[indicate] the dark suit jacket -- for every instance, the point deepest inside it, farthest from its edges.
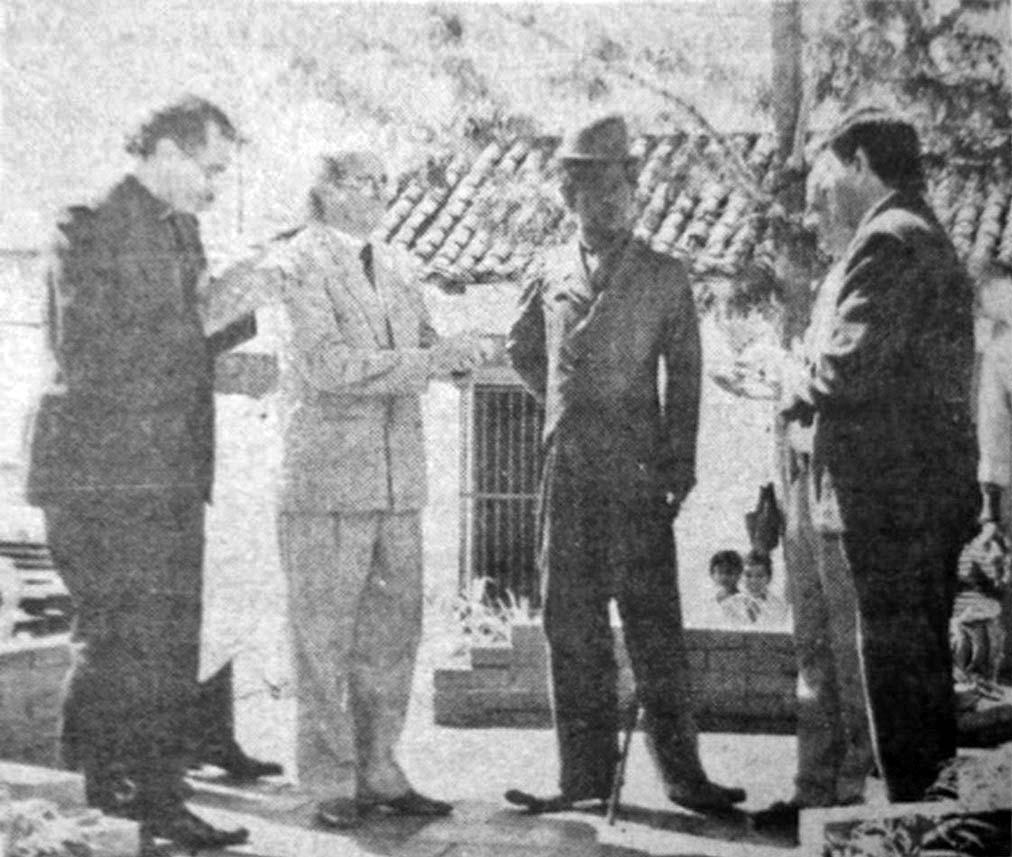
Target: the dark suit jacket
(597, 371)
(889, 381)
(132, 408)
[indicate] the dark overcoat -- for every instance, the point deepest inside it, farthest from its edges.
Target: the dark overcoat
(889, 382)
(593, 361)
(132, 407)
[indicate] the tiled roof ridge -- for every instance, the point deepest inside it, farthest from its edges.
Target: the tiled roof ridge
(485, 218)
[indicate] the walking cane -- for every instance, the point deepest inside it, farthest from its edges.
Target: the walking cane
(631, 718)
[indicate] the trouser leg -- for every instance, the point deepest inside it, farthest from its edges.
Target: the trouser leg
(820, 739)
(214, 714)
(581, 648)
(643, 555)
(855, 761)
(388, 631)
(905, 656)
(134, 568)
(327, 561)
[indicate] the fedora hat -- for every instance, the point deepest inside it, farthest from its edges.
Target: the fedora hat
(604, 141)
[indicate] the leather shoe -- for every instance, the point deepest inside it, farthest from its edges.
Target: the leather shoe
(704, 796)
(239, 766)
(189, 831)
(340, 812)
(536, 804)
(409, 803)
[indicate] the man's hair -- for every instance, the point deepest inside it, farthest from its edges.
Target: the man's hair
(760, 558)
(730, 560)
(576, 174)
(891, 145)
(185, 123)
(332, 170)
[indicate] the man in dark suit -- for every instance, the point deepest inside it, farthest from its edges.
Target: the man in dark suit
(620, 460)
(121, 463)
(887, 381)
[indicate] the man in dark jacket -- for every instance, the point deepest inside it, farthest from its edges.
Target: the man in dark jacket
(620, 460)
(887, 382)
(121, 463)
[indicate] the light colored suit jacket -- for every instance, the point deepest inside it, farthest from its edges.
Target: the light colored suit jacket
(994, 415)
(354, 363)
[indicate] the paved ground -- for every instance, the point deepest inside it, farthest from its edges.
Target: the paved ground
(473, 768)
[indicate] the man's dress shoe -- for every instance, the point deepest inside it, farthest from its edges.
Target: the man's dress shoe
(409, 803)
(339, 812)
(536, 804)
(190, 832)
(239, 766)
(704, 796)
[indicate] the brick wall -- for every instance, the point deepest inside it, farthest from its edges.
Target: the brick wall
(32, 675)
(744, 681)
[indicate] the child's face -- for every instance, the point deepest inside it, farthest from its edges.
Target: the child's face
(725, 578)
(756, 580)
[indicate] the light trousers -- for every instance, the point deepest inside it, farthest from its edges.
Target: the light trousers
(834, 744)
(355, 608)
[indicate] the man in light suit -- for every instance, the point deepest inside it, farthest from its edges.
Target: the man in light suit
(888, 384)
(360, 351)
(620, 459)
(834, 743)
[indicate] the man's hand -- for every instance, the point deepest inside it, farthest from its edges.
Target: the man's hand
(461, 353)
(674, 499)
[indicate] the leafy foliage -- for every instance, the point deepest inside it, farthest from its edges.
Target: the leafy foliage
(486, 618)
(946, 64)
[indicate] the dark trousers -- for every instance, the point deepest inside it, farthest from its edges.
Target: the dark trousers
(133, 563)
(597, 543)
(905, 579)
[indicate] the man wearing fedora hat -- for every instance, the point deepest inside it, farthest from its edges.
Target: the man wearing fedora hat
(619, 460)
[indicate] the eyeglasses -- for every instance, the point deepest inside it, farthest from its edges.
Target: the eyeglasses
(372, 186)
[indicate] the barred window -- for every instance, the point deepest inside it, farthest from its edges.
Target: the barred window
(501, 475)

******************************

Try it:
Out of the entries above, write out only the lines between the line holding "[indicate] the light colored" and the line holding "[indicate] the child's", inclusive, each exactly as given.

Output of the exercise:
[indicate] the light colored suit jacket -- for every instance, the point deepest inside it, farthest from its edges.
Target: the light colored suit jacket
(994, 415)
(354, 363)
[indicate] the paved ground -- for every instance, the point deepest inside it, farthest from its edges.
Target: the paved ground
(473, 768)
[indicate] the man's dress shoe -- for every instance, the point deepest inside it, farthest from its edges.
Target: the man's dress shoe
(409, 803)
(339, 812)
(536, 804)
(190, 832)
(239, 766)
(704, 796)
[indicate] the brick wall -- for every instance, the point deepest inside it, farthest from its edges.
Target: the brick wall
(32, 675)
(744, 681)
[indicate] the child's face -- for every instance, the point deepest inside it, farthest from its edges.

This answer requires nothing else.